▸ Your task: Give back every record precisely.

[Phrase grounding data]

↓↓↓

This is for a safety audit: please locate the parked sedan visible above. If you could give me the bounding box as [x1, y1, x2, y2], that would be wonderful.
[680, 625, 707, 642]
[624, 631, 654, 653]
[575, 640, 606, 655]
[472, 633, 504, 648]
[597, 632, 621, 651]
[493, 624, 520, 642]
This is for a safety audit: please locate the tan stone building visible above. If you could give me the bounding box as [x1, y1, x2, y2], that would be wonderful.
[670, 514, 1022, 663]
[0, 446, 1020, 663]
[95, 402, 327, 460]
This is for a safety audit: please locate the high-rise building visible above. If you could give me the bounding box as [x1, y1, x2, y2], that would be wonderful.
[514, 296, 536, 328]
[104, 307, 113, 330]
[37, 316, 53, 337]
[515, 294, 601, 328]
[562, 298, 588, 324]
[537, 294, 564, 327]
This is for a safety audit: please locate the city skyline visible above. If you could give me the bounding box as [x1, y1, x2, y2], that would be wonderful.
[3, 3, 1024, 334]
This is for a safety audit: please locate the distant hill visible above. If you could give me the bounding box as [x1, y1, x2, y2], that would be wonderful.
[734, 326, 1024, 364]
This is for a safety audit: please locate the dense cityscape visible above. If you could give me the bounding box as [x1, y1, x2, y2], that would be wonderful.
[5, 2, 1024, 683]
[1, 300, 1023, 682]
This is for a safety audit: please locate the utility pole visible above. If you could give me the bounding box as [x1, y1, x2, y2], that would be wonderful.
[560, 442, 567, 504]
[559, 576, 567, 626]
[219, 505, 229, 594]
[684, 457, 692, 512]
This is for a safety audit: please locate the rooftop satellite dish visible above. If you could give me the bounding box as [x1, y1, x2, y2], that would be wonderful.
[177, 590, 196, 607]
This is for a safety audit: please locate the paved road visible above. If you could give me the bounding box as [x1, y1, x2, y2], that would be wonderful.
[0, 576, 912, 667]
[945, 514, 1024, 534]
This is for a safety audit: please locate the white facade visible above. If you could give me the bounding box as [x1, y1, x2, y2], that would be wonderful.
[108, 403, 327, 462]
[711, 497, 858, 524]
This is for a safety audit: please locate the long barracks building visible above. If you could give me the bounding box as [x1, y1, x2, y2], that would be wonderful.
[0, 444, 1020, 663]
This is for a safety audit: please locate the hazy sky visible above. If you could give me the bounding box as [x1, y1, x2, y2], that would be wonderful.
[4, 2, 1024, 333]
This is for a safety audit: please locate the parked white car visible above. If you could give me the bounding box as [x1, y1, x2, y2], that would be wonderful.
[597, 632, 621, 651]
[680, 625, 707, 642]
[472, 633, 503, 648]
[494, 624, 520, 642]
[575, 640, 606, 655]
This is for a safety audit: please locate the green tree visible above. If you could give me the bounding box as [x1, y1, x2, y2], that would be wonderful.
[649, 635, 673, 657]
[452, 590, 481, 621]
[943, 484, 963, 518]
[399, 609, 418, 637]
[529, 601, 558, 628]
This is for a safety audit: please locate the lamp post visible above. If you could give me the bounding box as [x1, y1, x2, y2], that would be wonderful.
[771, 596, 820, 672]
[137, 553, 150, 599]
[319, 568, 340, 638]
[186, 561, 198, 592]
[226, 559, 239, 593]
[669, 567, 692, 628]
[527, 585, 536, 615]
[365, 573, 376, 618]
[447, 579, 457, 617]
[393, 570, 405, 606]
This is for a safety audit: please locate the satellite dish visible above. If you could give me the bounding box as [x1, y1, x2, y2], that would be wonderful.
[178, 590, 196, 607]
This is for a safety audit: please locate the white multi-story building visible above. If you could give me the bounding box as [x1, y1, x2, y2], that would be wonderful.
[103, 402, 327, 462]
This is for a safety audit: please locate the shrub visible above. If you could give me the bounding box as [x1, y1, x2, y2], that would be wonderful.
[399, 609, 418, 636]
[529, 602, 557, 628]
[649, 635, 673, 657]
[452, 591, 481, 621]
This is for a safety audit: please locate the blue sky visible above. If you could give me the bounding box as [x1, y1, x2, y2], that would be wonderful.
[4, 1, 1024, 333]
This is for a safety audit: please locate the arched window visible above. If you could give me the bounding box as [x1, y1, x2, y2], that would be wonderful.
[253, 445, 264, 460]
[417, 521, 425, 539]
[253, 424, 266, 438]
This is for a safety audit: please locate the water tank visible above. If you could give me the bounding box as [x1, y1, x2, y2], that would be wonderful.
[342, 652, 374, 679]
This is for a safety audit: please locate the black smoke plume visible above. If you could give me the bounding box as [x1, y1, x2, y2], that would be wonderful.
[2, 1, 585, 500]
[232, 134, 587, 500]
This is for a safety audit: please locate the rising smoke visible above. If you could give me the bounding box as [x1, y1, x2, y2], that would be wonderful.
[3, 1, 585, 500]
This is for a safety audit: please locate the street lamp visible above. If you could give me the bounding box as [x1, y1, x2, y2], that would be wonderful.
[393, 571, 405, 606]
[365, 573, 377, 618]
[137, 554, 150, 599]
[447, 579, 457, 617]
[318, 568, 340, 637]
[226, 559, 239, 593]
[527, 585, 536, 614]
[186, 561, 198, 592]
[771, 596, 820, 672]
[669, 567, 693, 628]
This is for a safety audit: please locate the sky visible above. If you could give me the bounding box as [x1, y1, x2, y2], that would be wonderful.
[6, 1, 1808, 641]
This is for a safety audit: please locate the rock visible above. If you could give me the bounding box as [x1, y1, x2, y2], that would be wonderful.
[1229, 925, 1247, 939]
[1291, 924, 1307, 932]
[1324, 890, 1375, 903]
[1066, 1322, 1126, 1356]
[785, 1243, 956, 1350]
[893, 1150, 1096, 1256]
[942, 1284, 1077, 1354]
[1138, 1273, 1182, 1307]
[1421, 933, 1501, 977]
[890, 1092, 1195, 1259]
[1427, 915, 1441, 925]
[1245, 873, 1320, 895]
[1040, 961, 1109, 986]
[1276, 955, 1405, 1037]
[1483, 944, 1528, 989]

↑↑↑

▸ The answer:
This is for a safety audit: please locate the parked sedan visible above. If you could give me the bounding box as [x1, y1, x2, y2], that would be wonderful.
[680, 625, 707, 642]
[624, 631, 654, 653]
[575, 640, 606, 655]
[472, 633, 504, 648]
[597, 632, 621, 651]
[493, 624, 520, 642]
This is for a safety audit: please locate the tan stone building visible above. If you could give me the bounding box as [x1, y1, x2, y2], that would be wonderful.
[670, 514, 1022, 663]
[0, 446, 1020, 663]
[95, 402, 327, 460]
This is for a safety audit: please locate the high-rise building visible above. If you could give me the bounding box as [x1, y1, x2, y2], that would be wonderful.
[514, 296, 536, 328]
[104, 307, 113, 330]
[37, 316, 53, 337]
[515, 294, 601, 328]
[562, 298, 588, 324]
[537, 294, 564, 327]
This is for a safety audit: please locate the city skyline visible above. If you could give me the bounding box as [x1, y1, x2, y2], that would be wonderful.
[3, 3, 1024, 334]
This is for a safety audit: please locate the distant hill visible above. If you could give me the bounding box as [x1, y1, x2, y2], that would be wonderful.
[734, 326, 1024, 364]
This is for a safety audit: please locate the dense cityscape visible above. If you could give me the bounding box as [x1, y1, x2, y2], that would be wonderful.
[5, 2, 1024, 683]
[1, 300, 1023, 682]
This is for a safety audit: please locate the utility pole visible above. If you could give me the bounding box as [x1, y1, x2, y2], that would be wonderful.
[560, 442, 567, 504]
[559, 576, 567, 626]
[219, 505, 229, 594]
[684, 457, 692, 512]
This is for a safety audit: please locate the rooftop satellite dish visible above. If you could give me the bounding box as [x1, y1, x2, y2], that would be wonderful.
[177, 590, 196, 607]
This is for a safety audit: please locate the paved road visible above. If you could give me the bounding box as [x1, y1, x2, y2], that would be wonderful.
[0, 576, 912, 667]
[945, 514, 1024, 534]
This is for a safety audit: please locate the white facade visible above. If you could give me the bounding box as [x1, y1, x2, y2], that would be wonderful.
[108, 403, 327, 462]
[711, 497, 858, 524]
This is for a safety audit: please locate the long barracks building visible above. If you could give me the bounding box as [x1, y1, x2, y2], that would be wonderful.
[0, 444, 1020, 663]
This is for a safety audit: please locate the hazy sky visible above. If you could give me the bounding box as [x1, y1, x2, y2], that would be wonderful.
[4, 2, 1024, 333]
This is for a safety audit: please locate the parked white car visible above. If you could give me the bounding box as [x1, y1, x2, y2], that would be wonderful.
[597, 632, 621, 651]
[680, 625, 707, 642]
[472, 633, 503, 648]
[494, 624, 520, 642]
[575, 640, 606, 655]
This is for a safety audit: please locate the green tree visible above. If you could give me the bounding box as [x1, y1, x2, y2], that would be wonderful.
[649, 635, 673, 657]
[452, 590, 481, 621]
[943, 484, 963, 518]
[399, 609, 418, 637]
[529, 601, 558, 628]
This is for a safety audit: please locate the lamp post visible above. If you could give me the bounding box as [x1, y1, x2, y2], that would be wonderful.
[771, 596, 820, 672]
[137, 553, 150, 599]
[319, 568, 340, 638]
[186, 561, 198, 592]
[226, 559, 239, 593]
[669, 567, 692, 628]
[527, 585, 536, 615]
[365, 573, 376, 618]
[447, 579, 457, 617]
[393, 570, 405, 606]
This is for a safety audit: please locate the satellite dish visible above. If you could give me the bounding box as [x1, y1, x2, y2], that would be wonderful.
[178, 590, 196, 607]
This is for a safety audit: please locate the white multi-story building visible above. If you could give me the bounding box as [x1, y1, x2, y2], that would be wonderful.
[103, 402, 327, 462]
This is for a safety audit: please locate the shrub visible above. If you could give me the bounding box as [x1, y1, x2, y2], that would be wonderful.
[399, 609, 418, 636]
[529, 602, 557, 628]
[649, 635, 673, 657]
[452, 591, 481, 621]
This is for a safety audit: please locate the blue sky visible above. If you could give me the bounding box as [x1, y1, x2, y2], that would be wonderful.
[4, 1, 1024, 333]
This is for a safety audit: please locate the arched window visible above. If you could give me the bounding box as [x1, y1, x2, y2], that would be wonderful.
[253, 445, 264, 460]
[417, 521, 425, 539]
[253, 424, 266, 438]
This is for a safety audit: please locate the water tank visible above. If you could give me the bounding box as [x1, y1, x2, y2], that would be wonderful.
[342, 652, 374, 679]
This is for a safety audit: please locate the black smoke plume visible above. If you could give me the bounding box as [x1, y1, x2, y2], that would be wonderful.
[2, 1, 585, 500]
[232, 134, 587, 500]
This is for a safety audit: please locate the rising smoke visible above. If you could give me the bounding box as [x1, y1, x2, y2], that would be wonderful.
[3, 1, 585, 500]
This is for a safety audit: please locate the street lamp visible above. If you could give me the bounding box as [x1, y1, x2, y2], that would be wonderful.
[393, 571, 405, 606]
[365, 573, 377, 618]
[137, 554, 150, 599]
[447, 579, 457, 617]
[318, 568, 340, 637]
[226, 559, 239, 593]
[527, 585, 536, 614]
[186, 561, 198, 592]
[771, 596, 820, 672]
[669, 567, 693, 628]
This is for a safety audit: please locate the sky visible above. If you could give me the bounding box as [x1, y1, x2, y2], that would be wonderful.
[6, 1, 1808, 641]
This is for a safety audit: please locate the rock visible above. If you could give me the bounding box as [x1, y1, x2, y2], that would be wonderful.
[1229, 925, 1247, 939]
[1291, 924, 1307, 932]
[1324, 890, 1375, 903]
[1066, 1322, 1126, 1356]
[785, 1243, 956, 1350]
[893, 1150, 1096, 1256]
[942, 1284, 1077, 1354]
[1138, 1273, 1182, 1307]
[1421, 933, 1501, 977]
[890, 1092, 1195, 1259]
[1427, 915, 1441, 925]
[1245, 873, 1320, 895]
[1040, 961, 1109, 986]
[1276, 955, 1405, 1037]
[1483, 944, 1528, 989]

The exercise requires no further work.